• _What you are asked to do_: In the abstract below, what names were given to the two putative insulin receptors cloned from the fire ant?

• _Document text_:

______

ESA Annual Meetings Online Program

D0093 Insect insulin receptors: insights from sequence and caste expression analyses of two cloned hymenopteran insulin receptor cDNAs from the fire ant

Monday, November 14, 2011
Exhibit Hall 3, First Floor (Reno-Sparks Convention Center)
Hsiao-Ling Lu , Entomology, Texas A&M University, College Station, TX
Patricia V. Pietrantonio , Entomology, Texas A&M University, College Station, TX
The insulin/IGF signaling (IIS) pathway in the honey bee is linked to reproductive division of labor and foraging behavior. Two insulin receptor genes are present in the released genomes of other social hymenopterans. Limited information is available on the IIS pathway role in ants. The predicted insulin receptor sequences from the recently released draft genome of the fire ant Solenopsis invicta (Hymenoptera: Formicidae) are incomplete and biologically significant data is also lacking. To elucidate the role of IIS pathway in the fire ant, two putative insulin receptors (SiInR-1 and SiInR-2) were cloned; which are the first InRs cDNAs cloned from social insects. Analyses of putative post-translational modification sites in SiInRs revealed the potential for differential regulation. We investigated the transcriptional expression of both receptors at different developmental stages, castes and queen tissues. In last instar larvae and pharate pupae of workers and reproductives transcriptional abundance of both receptors was negatively correlated with body size and nutritional status. The expression level of both receptors in different queen tissues appears to correlate with requirements for queen reproductive physiology and behaviors. This study contributes new information to the understanding of social insects because in fire ants juvenile hormone acts as a gonadotropin and workers are fully sterile, contrary to honey bees.

______

Region pointing data:
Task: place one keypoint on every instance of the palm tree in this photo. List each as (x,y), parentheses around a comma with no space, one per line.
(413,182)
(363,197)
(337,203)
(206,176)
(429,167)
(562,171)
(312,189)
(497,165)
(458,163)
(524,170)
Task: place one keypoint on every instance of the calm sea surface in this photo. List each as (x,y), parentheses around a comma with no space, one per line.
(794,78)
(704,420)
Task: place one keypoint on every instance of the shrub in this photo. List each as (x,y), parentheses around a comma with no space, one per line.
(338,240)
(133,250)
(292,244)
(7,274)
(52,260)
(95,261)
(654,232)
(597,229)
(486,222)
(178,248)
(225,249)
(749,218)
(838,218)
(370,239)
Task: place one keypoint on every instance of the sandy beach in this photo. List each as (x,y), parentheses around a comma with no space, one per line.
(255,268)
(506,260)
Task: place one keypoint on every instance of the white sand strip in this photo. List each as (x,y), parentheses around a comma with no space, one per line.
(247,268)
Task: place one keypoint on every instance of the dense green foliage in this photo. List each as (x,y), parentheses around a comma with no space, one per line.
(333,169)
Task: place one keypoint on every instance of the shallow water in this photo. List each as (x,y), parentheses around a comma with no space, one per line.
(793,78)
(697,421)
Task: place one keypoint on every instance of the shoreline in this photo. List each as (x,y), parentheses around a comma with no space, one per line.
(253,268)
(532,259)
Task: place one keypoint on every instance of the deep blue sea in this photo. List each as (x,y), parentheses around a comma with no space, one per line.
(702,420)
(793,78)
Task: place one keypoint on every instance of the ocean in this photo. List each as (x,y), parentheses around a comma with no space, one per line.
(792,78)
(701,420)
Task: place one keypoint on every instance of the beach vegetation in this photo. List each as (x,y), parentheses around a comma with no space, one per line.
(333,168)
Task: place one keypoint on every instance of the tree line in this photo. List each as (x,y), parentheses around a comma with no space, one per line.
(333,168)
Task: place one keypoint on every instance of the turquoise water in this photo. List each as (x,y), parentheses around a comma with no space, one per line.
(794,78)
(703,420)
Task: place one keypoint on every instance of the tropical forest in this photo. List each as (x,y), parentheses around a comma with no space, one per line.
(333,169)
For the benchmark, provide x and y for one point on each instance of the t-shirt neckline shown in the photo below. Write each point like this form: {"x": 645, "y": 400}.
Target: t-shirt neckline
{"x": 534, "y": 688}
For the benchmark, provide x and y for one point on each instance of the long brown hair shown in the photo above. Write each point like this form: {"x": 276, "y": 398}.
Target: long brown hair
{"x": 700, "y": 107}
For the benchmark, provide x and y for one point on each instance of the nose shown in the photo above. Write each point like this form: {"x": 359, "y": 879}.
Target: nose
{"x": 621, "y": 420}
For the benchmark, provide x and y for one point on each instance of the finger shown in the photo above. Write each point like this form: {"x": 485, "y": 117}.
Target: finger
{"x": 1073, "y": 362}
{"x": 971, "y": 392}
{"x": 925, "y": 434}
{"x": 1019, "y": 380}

______

• _Solved problem_: SiInR-1 and SiInR-2